O coordenador executivo da rede Brasil Saúde Amanhã ressaltou, também, o cenário de desigualdade no acesso aos serviços de saúde. “Já é esperado que, até o fim de abril, o sistema de saúde entre em colapso em muitas unidades da federação. E os 25% da população brasileira que têm acesso a unidades hospitalares mais sofisticadas, do setor privado, são justamente os que estão protegidos em suas casas de campo. O risco é seletivo”, apontou.
Em relação à capacidade do sistema de saúde brasileiro, o professor da UFBA ressaltou que a crise do SUS antecede a crise econômica mundial de 2008 e a crise do coronavírus de 2020. “Há 30 anos o SUS convive com o subfinanciamento crônico e é preterido em função de um sistema privado subregulado, que vem sendo priorizado pelas políticas públicas, pela mídia e pela população. Há 20 anos enfrentamos subfinanciamento do setor de Ciência e Tecnologia. Há pelo menos cinco anos assistimos ao impedimento do pleno desenvolvimento do Complexo Econômico-Industrial da Saúde (CEIS). Mais recentemente, a Emenda Constitucional 95 (EC 95), a PEC do Teto dos Gastos, agravou ainda mais o desfinanciamento do SUS, deixando a infraestrutura pública constrangida. E, ao longo de todo esse tempo, convivemos com a desvalorização dos profissionais e trabalhadores da Saúde”, denunciou.
Paim, no entanto, lembrou que é preciso ter esperança. Para ele, devido à potência do SUS e da Vigilância em Saúde, o Brasil deve ser o país da América Latina a liderar a resposta regional à pandemia, produzindo kits diagnósticos, desenvolvendo estudos moleculares, vacinas, soluções. “Temos, também, uma grande experiência de mobilização sociocultural; a criatividade dos brasileiros e brasileiras para enfrentar situações críticas é incomensurável. Uma sociedade solidária é muito melhor que uma sociedade individualista, que só enxerga o capital. Agora são necessários todos os esforços, de todos os setores, para recuperação dos direitos humanos e sociais, para todos. Diante de tantas incertezas, temos a possibilidade de reinvenção da democracia”, declarou, endossando o Manifesto do ISC/UFBA para Enfrentamento da Emergência Sanitária da Pandemia de Covid-19.
···
Tarefas propostas:
**a)** Reescreva em forma de lista, mantendo os fatos principais, o parágrafo do texto que começa com "Em relação à capacidade do sistema de saúde brasileiro".
**b)** Edite o trecho do texto de "Paim, no entanto, lembrou" até "Pandemia de Covid-19.", substituindo "América Latina" por "América do Sul".

Dados de expressões referenciais:
···
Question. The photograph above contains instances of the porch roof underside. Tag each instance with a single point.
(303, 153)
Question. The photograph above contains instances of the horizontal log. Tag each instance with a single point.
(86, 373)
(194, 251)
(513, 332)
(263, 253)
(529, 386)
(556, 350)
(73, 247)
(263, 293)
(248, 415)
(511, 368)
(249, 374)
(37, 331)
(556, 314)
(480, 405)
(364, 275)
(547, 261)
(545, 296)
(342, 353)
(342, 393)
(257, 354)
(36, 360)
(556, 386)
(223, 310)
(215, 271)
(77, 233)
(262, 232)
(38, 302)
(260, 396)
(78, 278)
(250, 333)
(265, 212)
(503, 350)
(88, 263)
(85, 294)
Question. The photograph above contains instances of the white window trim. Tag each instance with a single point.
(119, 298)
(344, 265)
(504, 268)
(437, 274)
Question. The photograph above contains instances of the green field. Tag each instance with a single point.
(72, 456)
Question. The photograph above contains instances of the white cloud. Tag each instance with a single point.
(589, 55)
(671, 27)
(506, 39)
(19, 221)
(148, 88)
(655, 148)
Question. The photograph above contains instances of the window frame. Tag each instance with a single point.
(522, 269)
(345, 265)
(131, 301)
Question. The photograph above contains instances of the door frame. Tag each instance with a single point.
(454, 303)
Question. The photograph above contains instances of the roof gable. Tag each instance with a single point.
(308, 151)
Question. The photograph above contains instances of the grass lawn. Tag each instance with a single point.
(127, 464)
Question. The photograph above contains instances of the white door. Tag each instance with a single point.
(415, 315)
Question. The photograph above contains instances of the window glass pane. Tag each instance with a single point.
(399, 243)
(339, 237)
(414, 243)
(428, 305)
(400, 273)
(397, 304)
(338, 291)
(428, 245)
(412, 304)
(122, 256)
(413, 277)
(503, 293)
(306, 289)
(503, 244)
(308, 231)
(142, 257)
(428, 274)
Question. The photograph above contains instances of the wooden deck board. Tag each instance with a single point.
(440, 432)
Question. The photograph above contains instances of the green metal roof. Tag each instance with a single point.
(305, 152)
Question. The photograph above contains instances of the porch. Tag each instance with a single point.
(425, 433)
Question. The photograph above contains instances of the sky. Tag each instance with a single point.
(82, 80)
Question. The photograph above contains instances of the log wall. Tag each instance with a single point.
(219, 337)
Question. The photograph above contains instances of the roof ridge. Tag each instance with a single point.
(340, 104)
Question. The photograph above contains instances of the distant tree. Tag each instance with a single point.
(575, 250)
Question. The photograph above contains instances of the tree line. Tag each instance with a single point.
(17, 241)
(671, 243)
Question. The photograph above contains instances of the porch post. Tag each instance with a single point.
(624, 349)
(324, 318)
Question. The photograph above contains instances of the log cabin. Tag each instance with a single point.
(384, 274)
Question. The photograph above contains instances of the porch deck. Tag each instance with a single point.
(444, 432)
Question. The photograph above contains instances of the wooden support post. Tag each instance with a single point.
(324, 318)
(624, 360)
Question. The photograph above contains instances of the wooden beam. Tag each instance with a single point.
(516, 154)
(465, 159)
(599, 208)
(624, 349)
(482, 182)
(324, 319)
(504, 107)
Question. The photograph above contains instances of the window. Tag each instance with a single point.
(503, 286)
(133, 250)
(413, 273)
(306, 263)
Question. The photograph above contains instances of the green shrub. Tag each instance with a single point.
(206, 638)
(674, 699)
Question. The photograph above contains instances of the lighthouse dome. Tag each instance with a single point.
···
Respostas fornecidas:
**a)**
- Para o professor da UFBA, a crise do SUS é anterior à crise econômica mundial de 2008 e à crise do coronavírus de 2020.
- Há 30 anos o SUS sofre subfinanciamento crônico e é preterido em favor de um sistema privado subregulado, priorizado pelas políticas públicas, pela mídia e pela população.
- Há 20 anos o setor de Ciência e Tecnologia é subfinanciado.
- Há pelo menos cinco anos o pleno desenvolvimento do Complexo Econômico-Industrial da Saúde (CEIS) vem sendo impedido.
- A Emenda Constitucional 95, a PEC do Teto dos Gastos, agravou o desfinanciamento do SUS e deixou a infraestrutura pública constrangida.
- Ao longo de todo esse tempo, os profissionais e trabalhadores da Saúde foram desvalorizados.

**b)**
Paim, no entanto, lembrou que é preciso ter esperança. Para ele, devido à potência do SUS e da Vigilância em Saúde, o Brasil deve ser o país da América do Sul a liderar a resposta regional à pandemia, produzindo kits diagnósticos, desenvolvendo estudos moleculares, vacinas, soluções. “Temos, também, uma grande experiência de mobilização sociocultural; a criatividade dos brasileiros e brasileiras para enfrentar situações críticas é incomensurável. Uma sociedade solidária é muito melhor que uma sociedade individualista, que só enxerga o capital. Agora são necessários todos os esforços, de todos os setores, para recuperação dos direitos humanos e sociais, para todos. Diante de tantas incertezas, temos a possibilidade de reinvenção da democracia”, declarou, endossando o Manifesto do ISC/UFBA para Enfrentamento da Emergência Sanitária da Pandemia de Covid-19.